**Problem description:**
Find every line in the records below that contains the word "segment" and copy each of those lines. Case counts.

**Dataset records:**

+ + +

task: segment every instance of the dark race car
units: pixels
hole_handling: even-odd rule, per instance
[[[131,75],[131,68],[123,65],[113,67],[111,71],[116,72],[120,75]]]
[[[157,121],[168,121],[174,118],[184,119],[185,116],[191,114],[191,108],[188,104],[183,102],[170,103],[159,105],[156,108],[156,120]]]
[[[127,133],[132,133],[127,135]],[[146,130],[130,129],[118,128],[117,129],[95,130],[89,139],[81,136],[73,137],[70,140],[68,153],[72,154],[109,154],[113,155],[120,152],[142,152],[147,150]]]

+ + +

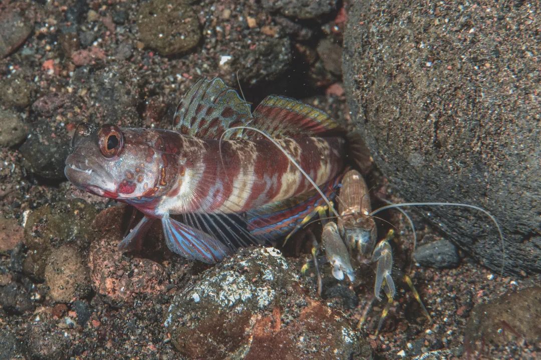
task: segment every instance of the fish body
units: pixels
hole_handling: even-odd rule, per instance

+ + +

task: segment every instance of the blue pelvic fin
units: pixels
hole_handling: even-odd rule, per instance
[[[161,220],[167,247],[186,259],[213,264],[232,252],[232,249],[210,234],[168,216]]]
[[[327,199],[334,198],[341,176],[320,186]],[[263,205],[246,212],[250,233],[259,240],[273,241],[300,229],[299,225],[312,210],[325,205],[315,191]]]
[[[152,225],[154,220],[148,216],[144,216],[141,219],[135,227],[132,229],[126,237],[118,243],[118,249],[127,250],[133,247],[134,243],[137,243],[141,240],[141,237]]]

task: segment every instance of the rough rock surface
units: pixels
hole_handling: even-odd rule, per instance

+ + +

**Solution:**
task: segment every instance of the dark race car
task: segment every instance of the fish body
task: segment every instance of the blue pelvic fin
task: segment every instance of the rough rock surface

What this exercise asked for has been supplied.